(Point localization data)
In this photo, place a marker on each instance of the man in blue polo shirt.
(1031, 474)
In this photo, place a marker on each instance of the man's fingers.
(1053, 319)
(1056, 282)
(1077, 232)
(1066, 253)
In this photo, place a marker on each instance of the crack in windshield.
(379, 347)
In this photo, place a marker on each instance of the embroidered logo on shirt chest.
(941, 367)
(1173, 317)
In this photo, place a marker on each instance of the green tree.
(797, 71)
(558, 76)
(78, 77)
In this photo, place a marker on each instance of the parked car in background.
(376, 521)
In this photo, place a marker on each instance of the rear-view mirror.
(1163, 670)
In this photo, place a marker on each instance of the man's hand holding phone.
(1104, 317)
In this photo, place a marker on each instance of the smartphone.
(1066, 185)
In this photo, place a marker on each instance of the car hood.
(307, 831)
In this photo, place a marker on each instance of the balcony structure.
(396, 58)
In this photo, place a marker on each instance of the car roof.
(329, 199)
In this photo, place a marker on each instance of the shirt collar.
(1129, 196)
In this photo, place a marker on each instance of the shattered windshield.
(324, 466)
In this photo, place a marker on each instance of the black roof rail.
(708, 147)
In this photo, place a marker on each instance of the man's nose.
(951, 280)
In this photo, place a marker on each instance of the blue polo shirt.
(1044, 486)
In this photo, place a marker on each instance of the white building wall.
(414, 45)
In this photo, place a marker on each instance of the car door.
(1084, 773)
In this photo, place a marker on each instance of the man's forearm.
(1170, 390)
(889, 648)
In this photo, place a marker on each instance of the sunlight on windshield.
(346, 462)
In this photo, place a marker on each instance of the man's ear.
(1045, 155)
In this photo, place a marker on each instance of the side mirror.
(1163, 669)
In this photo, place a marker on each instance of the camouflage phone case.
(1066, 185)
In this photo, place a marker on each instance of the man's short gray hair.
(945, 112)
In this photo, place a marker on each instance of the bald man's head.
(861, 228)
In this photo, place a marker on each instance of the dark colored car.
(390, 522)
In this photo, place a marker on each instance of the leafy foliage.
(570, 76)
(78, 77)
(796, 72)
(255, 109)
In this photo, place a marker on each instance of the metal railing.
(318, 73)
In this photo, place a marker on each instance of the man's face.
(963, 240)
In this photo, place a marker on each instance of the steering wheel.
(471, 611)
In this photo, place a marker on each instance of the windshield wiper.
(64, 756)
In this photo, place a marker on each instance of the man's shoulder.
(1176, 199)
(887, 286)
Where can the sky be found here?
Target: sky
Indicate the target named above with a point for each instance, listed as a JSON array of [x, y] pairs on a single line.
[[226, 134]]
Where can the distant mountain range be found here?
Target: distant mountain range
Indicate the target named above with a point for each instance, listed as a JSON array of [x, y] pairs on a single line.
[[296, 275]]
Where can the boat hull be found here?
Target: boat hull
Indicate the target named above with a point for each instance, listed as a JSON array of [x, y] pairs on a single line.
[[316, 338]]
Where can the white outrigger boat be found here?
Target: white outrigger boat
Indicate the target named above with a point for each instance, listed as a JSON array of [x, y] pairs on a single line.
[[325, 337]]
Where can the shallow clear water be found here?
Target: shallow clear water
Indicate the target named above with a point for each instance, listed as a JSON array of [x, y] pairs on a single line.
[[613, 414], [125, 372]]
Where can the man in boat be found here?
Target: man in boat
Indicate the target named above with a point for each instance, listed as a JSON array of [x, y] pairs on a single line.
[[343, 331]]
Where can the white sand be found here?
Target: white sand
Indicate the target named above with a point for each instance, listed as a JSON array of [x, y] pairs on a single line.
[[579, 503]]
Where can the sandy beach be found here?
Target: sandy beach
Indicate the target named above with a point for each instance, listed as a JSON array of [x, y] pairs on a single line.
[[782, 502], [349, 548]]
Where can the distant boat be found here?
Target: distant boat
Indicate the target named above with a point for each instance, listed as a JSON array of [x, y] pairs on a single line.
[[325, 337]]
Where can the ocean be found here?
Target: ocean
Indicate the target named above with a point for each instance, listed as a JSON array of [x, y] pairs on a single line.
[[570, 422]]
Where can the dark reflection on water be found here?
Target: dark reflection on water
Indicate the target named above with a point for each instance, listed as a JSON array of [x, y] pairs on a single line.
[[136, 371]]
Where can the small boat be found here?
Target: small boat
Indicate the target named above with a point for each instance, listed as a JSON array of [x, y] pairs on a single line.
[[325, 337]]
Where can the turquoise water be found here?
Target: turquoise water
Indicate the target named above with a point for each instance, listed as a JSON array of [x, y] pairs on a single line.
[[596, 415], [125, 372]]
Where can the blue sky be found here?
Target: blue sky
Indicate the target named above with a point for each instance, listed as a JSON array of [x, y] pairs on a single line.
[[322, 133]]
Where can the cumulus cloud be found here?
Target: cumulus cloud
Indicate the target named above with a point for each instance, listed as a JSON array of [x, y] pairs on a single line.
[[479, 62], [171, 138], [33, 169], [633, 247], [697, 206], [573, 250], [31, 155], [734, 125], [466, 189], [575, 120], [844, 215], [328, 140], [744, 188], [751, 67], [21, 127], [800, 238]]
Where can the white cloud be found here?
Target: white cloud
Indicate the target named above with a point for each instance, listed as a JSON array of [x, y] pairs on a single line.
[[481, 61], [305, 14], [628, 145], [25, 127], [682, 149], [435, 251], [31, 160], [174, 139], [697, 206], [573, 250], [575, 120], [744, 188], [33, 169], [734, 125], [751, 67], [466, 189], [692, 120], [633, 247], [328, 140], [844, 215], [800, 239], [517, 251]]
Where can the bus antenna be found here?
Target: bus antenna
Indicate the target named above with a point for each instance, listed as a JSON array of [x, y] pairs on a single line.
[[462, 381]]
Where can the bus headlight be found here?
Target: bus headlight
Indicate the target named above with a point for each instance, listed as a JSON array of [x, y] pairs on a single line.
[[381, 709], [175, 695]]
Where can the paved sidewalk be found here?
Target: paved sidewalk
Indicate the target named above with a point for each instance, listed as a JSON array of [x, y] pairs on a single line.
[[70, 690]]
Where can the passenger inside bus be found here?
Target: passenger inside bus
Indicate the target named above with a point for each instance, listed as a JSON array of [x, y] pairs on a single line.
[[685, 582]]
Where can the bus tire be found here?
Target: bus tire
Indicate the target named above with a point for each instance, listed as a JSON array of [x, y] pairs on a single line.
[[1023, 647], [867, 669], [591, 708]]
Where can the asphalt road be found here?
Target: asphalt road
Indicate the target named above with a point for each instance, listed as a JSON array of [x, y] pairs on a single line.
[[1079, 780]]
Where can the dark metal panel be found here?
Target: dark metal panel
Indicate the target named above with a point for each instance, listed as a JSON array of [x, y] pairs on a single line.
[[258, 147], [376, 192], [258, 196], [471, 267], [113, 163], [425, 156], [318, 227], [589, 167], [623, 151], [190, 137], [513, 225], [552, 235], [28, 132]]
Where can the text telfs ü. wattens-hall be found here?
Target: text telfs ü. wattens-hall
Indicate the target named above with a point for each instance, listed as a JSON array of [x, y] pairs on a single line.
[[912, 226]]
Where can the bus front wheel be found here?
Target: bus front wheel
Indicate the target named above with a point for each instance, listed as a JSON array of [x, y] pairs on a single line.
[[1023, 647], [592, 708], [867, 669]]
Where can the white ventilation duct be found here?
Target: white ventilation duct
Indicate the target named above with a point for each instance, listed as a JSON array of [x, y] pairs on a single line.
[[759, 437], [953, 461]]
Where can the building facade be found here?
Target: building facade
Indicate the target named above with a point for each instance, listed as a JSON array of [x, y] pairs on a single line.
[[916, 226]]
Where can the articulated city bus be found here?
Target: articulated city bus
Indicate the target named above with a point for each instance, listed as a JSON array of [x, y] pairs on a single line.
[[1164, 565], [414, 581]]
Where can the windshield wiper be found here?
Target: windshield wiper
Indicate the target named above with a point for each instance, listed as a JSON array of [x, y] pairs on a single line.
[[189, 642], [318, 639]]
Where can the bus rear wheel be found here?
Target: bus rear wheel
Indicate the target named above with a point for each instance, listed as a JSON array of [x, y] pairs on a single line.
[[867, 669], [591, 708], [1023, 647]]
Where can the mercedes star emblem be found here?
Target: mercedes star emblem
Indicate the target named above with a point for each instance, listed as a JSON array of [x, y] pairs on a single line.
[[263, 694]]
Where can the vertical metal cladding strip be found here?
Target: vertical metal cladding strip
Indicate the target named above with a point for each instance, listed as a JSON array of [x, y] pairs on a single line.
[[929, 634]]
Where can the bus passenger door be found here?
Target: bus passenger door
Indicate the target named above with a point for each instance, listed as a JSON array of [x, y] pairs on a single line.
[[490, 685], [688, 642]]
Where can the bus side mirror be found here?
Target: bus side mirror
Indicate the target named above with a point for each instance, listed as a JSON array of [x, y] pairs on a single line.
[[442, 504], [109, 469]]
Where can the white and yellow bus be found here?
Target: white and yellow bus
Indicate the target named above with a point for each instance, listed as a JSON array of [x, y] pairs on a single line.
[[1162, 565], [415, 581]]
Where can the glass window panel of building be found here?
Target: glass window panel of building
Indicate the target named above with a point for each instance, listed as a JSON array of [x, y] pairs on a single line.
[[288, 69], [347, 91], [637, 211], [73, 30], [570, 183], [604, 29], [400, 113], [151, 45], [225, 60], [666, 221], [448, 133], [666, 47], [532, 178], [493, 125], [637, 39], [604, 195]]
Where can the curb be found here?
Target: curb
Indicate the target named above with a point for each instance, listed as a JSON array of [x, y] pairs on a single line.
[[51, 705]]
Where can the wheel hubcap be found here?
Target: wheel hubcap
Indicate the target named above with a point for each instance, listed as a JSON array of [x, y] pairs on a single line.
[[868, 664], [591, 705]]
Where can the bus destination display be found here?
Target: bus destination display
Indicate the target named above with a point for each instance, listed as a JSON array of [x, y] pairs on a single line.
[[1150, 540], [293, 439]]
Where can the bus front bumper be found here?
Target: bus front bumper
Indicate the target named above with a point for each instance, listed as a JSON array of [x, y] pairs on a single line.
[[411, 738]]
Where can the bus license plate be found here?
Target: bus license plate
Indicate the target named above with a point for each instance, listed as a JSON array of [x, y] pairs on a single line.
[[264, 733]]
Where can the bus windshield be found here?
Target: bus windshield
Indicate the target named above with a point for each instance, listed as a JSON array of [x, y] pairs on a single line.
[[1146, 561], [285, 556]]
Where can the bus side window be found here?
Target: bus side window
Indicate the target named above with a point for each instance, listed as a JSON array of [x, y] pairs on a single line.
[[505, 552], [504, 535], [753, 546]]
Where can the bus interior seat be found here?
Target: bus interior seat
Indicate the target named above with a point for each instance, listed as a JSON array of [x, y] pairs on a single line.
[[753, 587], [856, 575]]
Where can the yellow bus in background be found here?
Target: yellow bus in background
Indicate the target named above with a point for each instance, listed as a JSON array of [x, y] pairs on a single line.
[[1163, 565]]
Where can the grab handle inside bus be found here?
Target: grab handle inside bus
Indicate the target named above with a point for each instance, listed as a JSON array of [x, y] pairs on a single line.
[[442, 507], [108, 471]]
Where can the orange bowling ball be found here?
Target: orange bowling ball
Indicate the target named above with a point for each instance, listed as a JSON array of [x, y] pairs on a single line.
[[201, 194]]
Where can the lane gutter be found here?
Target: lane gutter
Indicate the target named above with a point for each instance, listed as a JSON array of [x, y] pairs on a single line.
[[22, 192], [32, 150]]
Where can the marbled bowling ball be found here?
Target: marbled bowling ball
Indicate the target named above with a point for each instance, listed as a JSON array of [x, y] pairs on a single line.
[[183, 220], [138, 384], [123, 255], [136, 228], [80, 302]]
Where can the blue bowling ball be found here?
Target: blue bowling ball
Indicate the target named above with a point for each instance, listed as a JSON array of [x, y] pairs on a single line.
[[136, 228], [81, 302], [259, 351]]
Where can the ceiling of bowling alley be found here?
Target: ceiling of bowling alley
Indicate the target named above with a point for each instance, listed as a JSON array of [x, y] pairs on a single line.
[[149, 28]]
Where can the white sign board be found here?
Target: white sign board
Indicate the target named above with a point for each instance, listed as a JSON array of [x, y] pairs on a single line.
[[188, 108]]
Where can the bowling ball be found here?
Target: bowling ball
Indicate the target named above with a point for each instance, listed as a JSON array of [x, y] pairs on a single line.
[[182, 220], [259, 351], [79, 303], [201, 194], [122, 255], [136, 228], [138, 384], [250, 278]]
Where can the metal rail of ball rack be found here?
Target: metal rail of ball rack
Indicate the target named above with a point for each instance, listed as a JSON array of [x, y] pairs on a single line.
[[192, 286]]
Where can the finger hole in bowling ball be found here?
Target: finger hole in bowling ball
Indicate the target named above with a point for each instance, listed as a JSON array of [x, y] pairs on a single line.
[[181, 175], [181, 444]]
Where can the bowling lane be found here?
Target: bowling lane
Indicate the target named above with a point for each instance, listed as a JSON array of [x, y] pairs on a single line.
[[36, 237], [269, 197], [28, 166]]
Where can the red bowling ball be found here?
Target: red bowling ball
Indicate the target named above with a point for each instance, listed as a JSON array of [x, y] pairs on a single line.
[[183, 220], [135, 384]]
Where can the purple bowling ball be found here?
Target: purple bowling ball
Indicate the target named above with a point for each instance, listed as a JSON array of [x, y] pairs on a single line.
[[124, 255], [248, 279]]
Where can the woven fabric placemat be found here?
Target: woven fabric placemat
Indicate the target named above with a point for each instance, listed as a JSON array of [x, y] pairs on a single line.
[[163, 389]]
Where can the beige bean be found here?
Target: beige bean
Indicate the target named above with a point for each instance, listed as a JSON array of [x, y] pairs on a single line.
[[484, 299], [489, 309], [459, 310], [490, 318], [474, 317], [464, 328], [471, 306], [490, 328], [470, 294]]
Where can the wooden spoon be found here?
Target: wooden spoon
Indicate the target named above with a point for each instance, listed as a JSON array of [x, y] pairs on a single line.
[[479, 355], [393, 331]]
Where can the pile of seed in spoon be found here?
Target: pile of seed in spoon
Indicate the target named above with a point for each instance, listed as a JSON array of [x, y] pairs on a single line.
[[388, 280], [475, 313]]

*About this exercise:* Which of the lines above carry the string "turquoise"? Pick them out and copy them.

*Output for this task:*
Where can the turquoise water be found here?
Target: turquoise water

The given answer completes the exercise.